# [Work task]
Extract each line of the records below that contains the word "surface".

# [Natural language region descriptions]
---
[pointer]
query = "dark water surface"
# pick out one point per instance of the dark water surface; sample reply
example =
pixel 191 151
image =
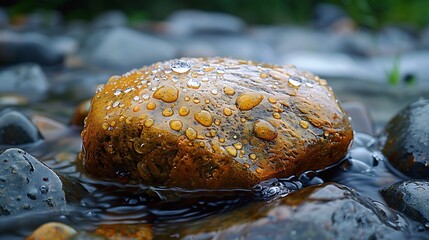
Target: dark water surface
---
# [Finished exercise]
query = "dark water surface"
# pick out one point per instance of the dark water surface; sample reply
Target: dark water surface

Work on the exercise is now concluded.